Extract:
______________________________
When FMC Corporation acquired a portion of the DuPont Co.’s crop protection business in 2017, the Philadelphia-based agricultural services company moved its global research and development headquarters to the 515-acre Stine Research Center campus in Newark, Delaware. It is easy to see why. Not only does the former DuPont site have an experimental farm for testing, but it also has labs and offices, including an unfinished structure waiting for customization.
Over the next three years, FMC will put more than $50 million into the campus, which DuPont initially built in the 1950s.
“It will be a real showpiece,” says Kathleen Shelton, vice president and chief technology officer for FMC.
“Several hundred people a year tour our facilities, many of whom are customers. Seeing and understanding the scale in which we discover and test compounds – more than 65,000 a year – is pretty impressive. This campus demonstrates what we do as a Tier 1 agricultural company.”
The improvements will also facilitate FMC’s plan to invest nearly $2 billion in research and development through 2023.
FMC Corporation dates back to 1883, when John Bean developed the first piston-pump insecticide sprayer. When Bean Spray Pump Company expanded, it became the Food Machinery Corporation, then the Food Machinery and Chemical Corporation and, finally, FMC.
The corporation is no stranger to Delaware. In 2012, FMC celebrated the 50th anniversary of its polymer plant in Newark, which was part of its health and nutrition business. Today, that plant belongs to DuPont as the result of an innovative exchange.
When DuPont and Dow Chemical Co. decided to merge, the European Commission cited antitrust issues regarding the combined agriscience businesses. FMC agreed to swap its health and nutrition business for a portion of DuPont’s crop protection business, which included the Stine Center and leading insecticides such as Rynaxypyr®, which targets a spectrum of major pests, including armyworm, and Cyazypyr®, which addresses a cross-spectrum of pests, including fruit flies. Dow and DuPont’s remaining pesticide and genetically modified seed businesses became Wilmington, Delaware-based Corteva Agriscience.
The transaction, which was the largest in FMC’s history, kept 500 positions in Delaware. Shelton, for instance, was once a DuPont employee. The state also gained jobs. In 2018, FMC consolidated about 60 positions from its Ewing, New Jersey, site to Stine Research Center and hired more than 25 new employees to continue to drive innovation. Additionally, FMC continues to selectively hire employees for the organization to ensure research and development has the talent needed to deliver for FMC.
“Every single person was offered a position at the Stine site, and the majority accepted,” Shelton says. “We moved scientists down to the facility so that we have the full complement of capabilities needed to move a molecule from the very beginning – the first time it was created or discovered by a scientist – to the point at which we commercialize it.”
FMC immediately began making improvements to the campus, but the most significant changes were yet to come.
______________________________
Data extracts:
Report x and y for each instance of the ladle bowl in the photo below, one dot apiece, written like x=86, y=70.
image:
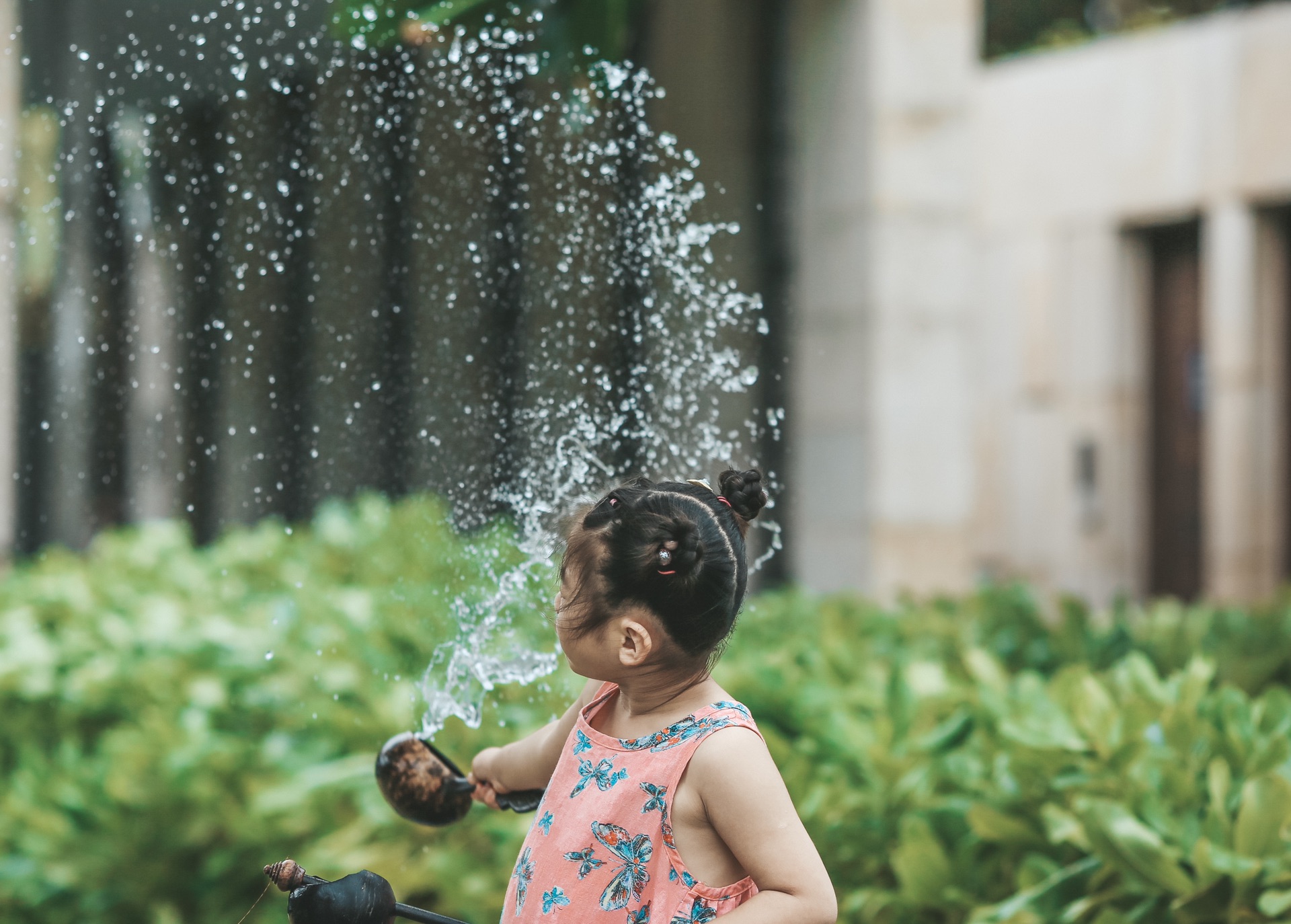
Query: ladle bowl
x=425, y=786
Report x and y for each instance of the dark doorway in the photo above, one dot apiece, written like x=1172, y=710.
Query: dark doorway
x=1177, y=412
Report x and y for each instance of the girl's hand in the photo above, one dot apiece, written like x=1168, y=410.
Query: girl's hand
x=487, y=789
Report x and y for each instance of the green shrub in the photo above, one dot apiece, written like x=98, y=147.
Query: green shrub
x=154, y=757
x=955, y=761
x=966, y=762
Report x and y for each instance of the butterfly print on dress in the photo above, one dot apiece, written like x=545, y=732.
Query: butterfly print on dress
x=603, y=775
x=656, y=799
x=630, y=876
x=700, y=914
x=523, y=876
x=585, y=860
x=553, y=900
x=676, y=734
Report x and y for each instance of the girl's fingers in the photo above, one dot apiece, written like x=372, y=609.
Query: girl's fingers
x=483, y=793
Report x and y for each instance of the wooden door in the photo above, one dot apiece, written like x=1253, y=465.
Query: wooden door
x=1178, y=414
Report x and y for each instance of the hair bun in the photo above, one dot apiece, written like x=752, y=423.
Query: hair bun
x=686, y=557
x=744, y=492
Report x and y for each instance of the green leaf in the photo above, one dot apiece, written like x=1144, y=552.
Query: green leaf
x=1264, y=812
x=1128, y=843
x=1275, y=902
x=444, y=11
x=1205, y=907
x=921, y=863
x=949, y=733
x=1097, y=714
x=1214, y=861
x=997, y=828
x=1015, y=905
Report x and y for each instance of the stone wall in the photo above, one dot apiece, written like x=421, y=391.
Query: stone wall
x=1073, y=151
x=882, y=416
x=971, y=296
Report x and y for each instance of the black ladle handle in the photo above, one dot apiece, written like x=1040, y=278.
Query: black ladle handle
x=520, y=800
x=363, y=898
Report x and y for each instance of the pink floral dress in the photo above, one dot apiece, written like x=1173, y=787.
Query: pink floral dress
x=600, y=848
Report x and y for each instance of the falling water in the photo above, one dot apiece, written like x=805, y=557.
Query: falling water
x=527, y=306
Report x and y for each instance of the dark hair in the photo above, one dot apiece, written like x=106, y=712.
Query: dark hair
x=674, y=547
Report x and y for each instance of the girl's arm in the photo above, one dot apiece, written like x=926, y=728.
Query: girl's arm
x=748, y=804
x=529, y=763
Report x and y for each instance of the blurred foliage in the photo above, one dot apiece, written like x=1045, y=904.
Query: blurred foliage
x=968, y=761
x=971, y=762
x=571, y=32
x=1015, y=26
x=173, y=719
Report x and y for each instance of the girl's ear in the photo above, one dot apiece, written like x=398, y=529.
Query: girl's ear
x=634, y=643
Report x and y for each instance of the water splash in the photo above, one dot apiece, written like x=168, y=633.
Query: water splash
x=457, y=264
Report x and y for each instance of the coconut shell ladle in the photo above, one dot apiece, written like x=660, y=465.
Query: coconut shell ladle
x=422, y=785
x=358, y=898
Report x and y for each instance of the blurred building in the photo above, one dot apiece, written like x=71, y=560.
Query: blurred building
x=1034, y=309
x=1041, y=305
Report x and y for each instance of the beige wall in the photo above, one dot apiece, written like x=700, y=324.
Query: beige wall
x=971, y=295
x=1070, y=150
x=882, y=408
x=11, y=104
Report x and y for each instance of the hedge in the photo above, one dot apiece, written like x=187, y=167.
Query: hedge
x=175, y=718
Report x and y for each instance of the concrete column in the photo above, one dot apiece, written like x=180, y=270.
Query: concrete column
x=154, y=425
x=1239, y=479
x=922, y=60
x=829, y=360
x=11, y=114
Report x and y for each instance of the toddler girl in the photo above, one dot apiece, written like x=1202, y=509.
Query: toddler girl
______________________________
Assigned task:
Answer these questions from the article on FMC's Delaware research campus:
1. In what year did John Bean develop the first piston-pump insecticide sprayer?
2. According to Shelton, how many compounds does FMC discover and test each year?
3. About how many positions did FMC move from its Ewing, New Jersey, site to the Stine Research Center in 2018?

Solution:
1. 1883
2. More than 65,000
3. About 60